== Exercise brief ==
Write out the records word for word, with no pictures.

Saved data entries
────────────────

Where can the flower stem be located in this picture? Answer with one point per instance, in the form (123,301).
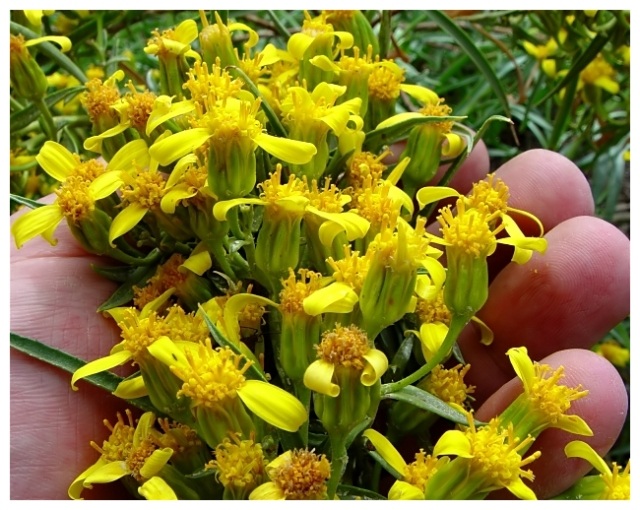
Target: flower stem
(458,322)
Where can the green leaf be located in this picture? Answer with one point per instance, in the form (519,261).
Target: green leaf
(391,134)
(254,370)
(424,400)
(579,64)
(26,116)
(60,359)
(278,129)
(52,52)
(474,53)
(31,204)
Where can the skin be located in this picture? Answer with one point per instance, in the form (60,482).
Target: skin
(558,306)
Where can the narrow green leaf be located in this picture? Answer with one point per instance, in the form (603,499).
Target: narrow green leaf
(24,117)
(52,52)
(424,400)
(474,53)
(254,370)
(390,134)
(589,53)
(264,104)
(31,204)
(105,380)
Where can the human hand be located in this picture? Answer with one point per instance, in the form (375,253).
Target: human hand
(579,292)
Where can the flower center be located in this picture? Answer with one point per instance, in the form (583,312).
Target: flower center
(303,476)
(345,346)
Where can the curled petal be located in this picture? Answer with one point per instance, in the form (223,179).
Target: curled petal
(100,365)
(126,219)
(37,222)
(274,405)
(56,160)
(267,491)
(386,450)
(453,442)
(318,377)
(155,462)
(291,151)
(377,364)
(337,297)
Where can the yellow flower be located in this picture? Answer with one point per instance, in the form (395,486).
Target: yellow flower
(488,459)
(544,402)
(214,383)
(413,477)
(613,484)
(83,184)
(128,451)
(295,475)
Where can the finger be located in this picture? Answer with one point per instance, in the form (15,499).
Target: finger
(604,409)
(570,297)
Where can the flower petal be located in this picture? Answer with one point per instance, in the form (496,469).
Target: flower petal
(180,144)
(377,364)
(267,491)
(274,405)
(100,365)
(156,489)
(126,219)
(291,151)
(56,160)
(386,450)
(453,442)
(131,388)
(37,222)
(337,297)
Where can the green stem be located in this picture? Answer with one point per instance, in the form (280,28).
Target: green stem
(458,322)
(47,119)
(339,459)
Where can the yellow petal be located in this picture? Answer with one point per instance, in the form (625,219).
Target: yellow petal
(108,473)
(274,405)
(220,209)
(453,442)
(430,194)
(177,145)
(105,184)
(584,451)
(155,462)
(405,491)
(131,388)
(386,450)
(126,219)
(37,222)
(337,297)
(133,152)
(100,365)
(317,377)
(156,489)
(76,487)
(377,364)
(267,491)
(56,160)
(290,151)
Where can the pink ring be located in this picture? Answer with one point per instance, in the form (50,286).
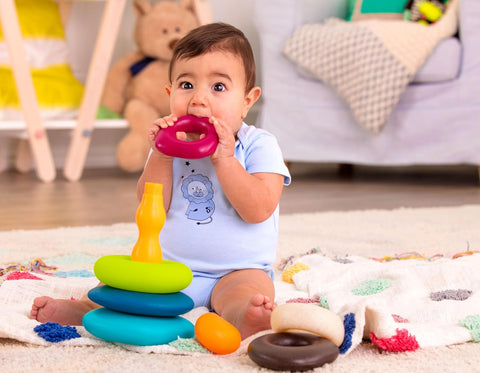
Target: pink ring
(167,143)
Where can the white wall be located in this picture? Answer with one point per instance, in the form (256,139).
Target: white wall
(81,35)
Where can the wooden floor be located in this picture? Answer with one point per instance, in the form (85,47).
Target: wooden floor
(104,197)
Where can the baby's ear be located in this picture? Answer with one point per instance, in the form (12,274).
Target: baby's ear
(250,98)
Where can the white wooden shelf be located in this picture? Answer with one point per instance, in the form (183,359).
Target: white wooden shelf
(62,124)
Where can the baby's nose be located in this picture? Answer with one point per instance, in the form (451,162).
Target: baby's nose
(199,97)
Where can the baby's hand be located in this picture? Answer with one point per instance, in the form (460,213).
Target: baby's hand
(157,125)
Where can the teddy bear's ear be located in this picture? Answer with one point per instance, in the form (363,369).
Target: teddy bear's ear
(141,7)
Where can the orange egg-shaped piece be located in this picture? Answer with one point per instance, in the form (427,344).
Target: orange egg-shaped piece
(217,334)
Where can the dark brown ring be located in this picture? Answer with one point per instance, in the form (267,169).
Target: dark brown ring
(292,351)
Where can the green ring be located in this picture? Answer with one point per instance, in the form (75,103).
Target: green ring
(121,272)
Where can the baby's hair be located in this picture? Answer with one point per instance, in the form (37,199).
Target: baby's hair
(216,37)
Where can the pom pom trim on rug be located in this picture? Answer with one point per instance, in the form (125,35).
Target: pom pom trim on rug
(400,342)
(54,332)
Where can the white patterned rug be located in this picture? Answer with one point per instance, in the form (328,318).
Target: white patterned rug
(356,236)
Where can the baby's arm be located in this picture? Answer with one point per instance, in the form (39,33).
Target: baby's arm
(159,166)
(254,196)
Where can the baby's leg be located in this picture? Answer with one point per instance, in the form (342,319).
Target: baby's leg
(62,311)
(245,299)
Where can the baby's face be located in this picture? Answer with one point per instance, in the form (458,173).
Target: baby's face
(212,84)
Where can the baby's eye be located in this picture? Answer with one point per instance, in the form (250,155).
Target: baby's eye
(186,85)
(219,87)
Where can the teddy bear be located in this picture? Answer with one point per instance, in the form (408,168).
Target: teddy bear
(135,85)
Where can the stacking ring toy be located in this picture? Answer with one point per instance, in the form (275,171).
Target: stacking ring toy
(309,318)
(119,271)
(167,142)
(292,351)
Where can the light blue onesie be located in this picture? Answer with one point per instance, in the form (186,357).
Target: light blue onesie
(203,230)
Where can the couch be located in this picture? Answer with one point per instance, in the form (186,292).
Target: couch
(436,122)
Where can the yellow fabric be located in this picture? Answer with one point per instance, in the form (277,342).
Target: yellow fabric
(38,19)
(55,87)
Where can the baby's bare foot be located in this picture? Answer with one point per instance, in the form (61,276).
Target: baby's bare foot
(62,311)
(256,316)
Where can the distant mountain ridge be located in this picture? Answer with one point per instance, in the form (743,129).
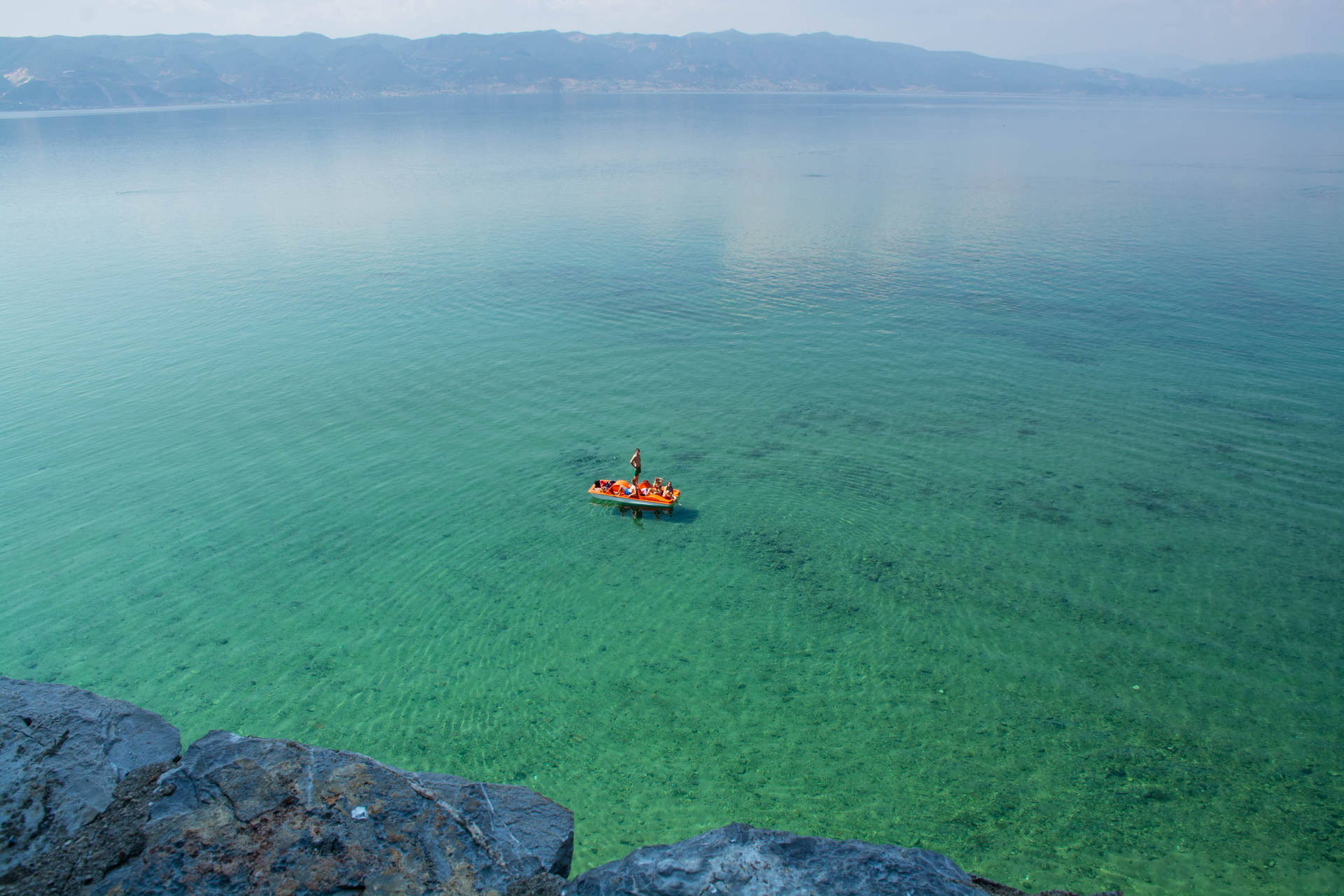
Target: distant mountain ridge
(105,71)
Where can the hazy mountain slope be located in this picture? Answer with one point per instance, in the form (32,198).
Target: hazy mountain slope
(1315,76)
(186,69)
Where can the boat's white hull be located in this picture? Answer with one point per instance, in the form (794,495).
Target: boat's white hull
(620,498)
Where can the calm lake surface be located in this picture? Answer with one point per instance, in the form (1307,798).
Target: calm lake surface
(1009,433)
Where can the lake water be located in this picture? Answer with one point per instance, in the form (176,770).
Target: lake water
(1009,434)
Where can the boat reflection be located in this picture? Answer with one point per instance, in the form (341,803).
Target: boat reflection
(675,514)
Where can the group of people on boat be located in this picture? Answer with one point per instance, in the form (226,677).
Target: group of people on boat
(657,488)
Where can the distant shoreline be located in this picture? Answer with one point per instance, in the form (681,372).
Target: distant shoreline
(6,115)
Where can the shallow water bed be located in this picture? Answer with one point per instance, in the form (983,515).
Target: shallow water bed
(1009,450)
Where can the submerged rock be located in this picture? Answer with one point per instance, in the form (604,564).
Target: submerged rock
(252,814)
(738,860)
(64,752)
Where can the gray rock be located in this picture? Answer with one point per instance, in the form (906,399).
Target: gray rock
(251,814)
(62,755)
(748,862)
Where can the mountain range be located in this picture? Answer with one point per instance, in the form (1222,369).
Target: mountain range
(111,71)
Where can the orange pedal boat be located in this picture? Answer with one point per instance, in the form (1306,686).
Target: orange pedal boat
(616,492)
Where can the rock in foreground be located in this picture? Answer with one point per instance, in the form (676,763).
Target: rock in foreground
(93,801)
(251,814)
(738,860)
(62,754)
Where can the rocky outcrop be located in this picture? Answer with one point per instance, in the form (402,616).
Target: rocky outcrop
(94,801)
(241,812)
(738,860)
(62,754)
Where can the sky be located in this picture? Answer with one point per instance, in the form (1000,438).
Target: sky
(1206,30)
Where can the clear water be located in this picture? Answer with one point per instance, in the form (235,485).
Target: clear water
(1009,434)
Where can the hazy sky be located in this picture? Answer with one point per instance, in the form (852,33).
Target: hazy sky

────────────────

== The output ==
Where can the flower stem be located in this picture? Answer with one point per instance, in the form (123,301).
Target: flower stem
(458,322)
Where can the green leaf be located in this picture? Answer with one point per instance, in the form (519,261).
Target: green leaf
(391,134)
(254,370)
(424,400)
(579,64)
(26,116)
(60,359)
(278,129)
(52,52)
(474,53)
(31,204)
Where can the skin be located in this picture? Answer with one point per instance, in the form (60,482).
Target: skin
(558,306)
Where can the narrow green leaf be located in this picture? Answer with one point per instance, in the form (603,499).
Target: narrow green leaf
(24,117)
(52,52)
(424,400)
(474,53)
(254,370)
(390,134)
(589,53)
(264,104)
(31,204)
(105,380)
Where can the human hand be located in this picture? Answer with one point per instance, in the form (375,253).
Target: human hand
(579,292)
Where can the flower center be located in this picture? Answer with one point per instance, in the form (583,312).
Target: flower center
(303,476)
(345,346)
Where can the curled petal be located in this picture? Answer with one point per instance, in the form (223,179).
Target: curled petal
(100,365)
(126,219)
(37,222)
(274,405)
(56,160)
(267,491)
(386,450)
(453,442)
(318,377)
(155,462)
(291,151)
(377,364)
(337,297)
Where can the yellow flower be located in this picture? Answer with one point per instance, in the form (395,486).
Target: yellow flower
(488,459)
(544,402)
(214,383)
(413,477)
(613,484)
(83,184)
(128,451)
(295,475)
Where can the finger be located in this picture? Answer with one point per instance, in the form (15,499).
Target: finger
(604,409)
(570,297)
Where can the flower petal be located in this picture? Answer with one point per instance, in the form (496,469).
Target: flower petal
(180,144)
(377,364)
(267,491)
(274,405)
(100,365)
(156,489)
(126,219)
(291,151)
(56,160)
(386,450)
(453,442)
(131,388)
(37,222)
(337,297)
Where can the green stem be located in this picture? Answer with one point per instance, in the form (280,28).
Target: green stem
(458,322)
(47,119)
(339,459)
Where can the yellow petal be located in this picture? Answer with one point per instance, in the form (625,219).
Target: yellow petal
(108,473)
(274,405)
(220,209)
(453,442)
(430,194)
(177,145)
(105,184)
(584,451)
(155,462)
(405,491)
(131,388)
(386,450)
(126,219)
(37,222)
(337,297)
(133,152)
(100,365)
(317,377)
(156,489)
(76,487)
(377,364)
(267,491)
(56,160)
(290,151)
Where can the pink ring be located in this picture? Answer with one point per instance, in the form (50,286).
Target: pink ring
(167,143)
Where can the white wall be located in this picture? Answer with one point per instance, in the form (256,139).
Target: white wall
(81,35)
Where can the wooden floor be located in this picture? Answer with one point per instance, in the form (85,47).
Target: wooden floor
(104,197)
Where can the baby's ear be located in this picture? Answer with one point per instance, in the form (12,274).
Target: baby's ear
(250,98)
Where can the white wooden shelf be located in this picture? Answer with one point per instance, in the form (183,359).
Target: white wooden shelf
(62,124)
Where can the baby's nose be located in this picture? Answer with one point per instance, in the form (451,162).
Target: baby's nose
(199,97)
Where can the baby's hand be located in this picture? Answer with one point per instance, in the form (460,213).
Target: baby's hand
(157,125)
Where can the teddy bear's ear be located in this picture? Answer with one point per instance, in the form (363,369).
Target: teddy bear's ear
(141,7)
Where can the orange egg-shaped piece be located in this picture? Answer with one point per instance, in the form (427,344).
Target: orange egg-shaped piece
(217,334)
Where can the dark brown ring be located in this picture? Answer with one point per instance, in the form (267,169).
Target: dark brown ring
(292,351)
Where can the green ring be located in this picture? Answer with one point per instance, in the form (75,103).
Target: green ring
(121,272)
Where can the baby's hair be located in this picture? Answer with one point per instance, in the form (37,199).
Target: baby's hair
(216,37)
Where can the pom pom trim on rug be located in this picture? Answer with one point per instance, in the form (125,35).
Target: pom pom trim on rug
(400,342)
(54,332)
Where can the white patterned rug be located in this picture? Answer with one point per instance, in the form (328,318).
Target: white patterned rug
(356,236)
Where can the baby's arm be located in this picture? Answer with one point per instance, in the form (39,33).
Target: baby's arm
(159,166)
(254,196)
Where can the baby's leg be located in this picture? Answer with one point per instance, in the form (342,319).
Target: baby's leg
(62,311)
(245,299)
Where can the baby's face be located in this picture? Answer with one point per instance, in the form (458,173).
Target: baby's face
(212,84)
Where can the baby's eye be located in this picture? Answer with one point per instance, in the form (250,155).
Target: baby's eye
(186,85)
(219,87)
Where can the teddy bear be located in this picture? Answer with one point per instance, in the form (408,168).
Target: teddy bear
(135,85)
Where can the stacking ring toy be located in this picture? Answer with one point per instance, in the form (275,171).
Target: stacking ring toy
(309,318)
(119,271)
(167,142)
(292,351)
Where can the light blue onesie be located in this picture? Answer with one point per instance, in the form (186,357).
Target: light blue onesie
(203,230)
Where can the couch be located in this picture? Answer with one point per instance, in the form (186,292).
Target: couch
(436,122)
Where can the yellow fabric be located in this picture? Answer with one point per instance, in the form (277,342).
Target: yellow fabric
(38,19)
(55,87)
Where can the baby's bare foot be located in this picture? Answer with one point per instance, in the form (61,276).
Target: baby's bare foot
(62,311)
(256,316)
Where can the distant mountain ridge be located in this picture? Answer with one point per instance, in the form (743,129).
Target: distant mountain ridge
(105,71)
Where can the hazy mountain slope be located in this picture? Answer with one point per instance, in the form (32,198).
Target: hazy mountain slope
(1315,76)
(186,69)
Where can the boat's white hull be located in this picture? Answer with one point per instance, in the form (794,495).
Target: boat's white hull
(620,498)
Where can the calm lake surface be located in this picture? Answer with one point per instance, in the form (1307,798).
Target: calm lake surface
(1009,433)
Where can the lake water be located in this picture? Answer with one point per instance, in the form (176,770).
Target: lake water
(1009,434)
Where can the boat reflection be located in this picture? Answer with one point per instance, in the form (341,803).
Target: boat reflection
(675,514)
Where can the group of people on boat be located in this picture? Answer with one point per instance, in the form (226,677).
Target: group of people on boat
(657,488)
Where can the distant shoreline be located in this picture? Answer with one point per instance, in the form (681,372).
Target: distant shoreline
(6,115)
Where can the shallow water bed be located in this picture? Answer with one point per instance, in the form (983,515).
Target: shallow water bed
(1009,450)
Where can the submerged rock be located in this picture? Answer with one point per instance, in the form (604,564).
Target: submerged rock
(252,814)
(738,860)
(64,752)
Where can the gray rock be located in this picture? Answer with one point per instance, in the form (906,399).
Target: gray rock
(251,814)
(62,755)
(748,862)
Where can the mountain range be located in this picture? Answer with one point per instance, in the form (1222,369).
Target: mountain range
(111,71)
Where can the orange pedal boat be located in this picture? Answer with one point per instance, in the form (1306,686).
Target: orange pedal boat
(616,492)
Where can the rock in foreground be located in this picture? Answer with one point per instance, in the form (676,763).
Target: rock in foreground
(93,801)
(251,814)
(738,860)
(62,754)
Where can the rocky outcrop be located in this picture? Answer with one point per instance, in the form (402,616).
Target: rocky outcrop
(94,801)
(241,812)
(738,860)
(62,754)
Where can the sky be located in this picture? Answer with one point per instance, in the form (1000,438).
Target: sky
(1206,30)
Where can the clear water be located in this picture? Answer with one point per instance, in the form (235,485).
Target: clear water
(1009,434)
Where can the hazy sky be located in this picture? Answer with one point per instance, in the form (852,33).
Target: hazy sky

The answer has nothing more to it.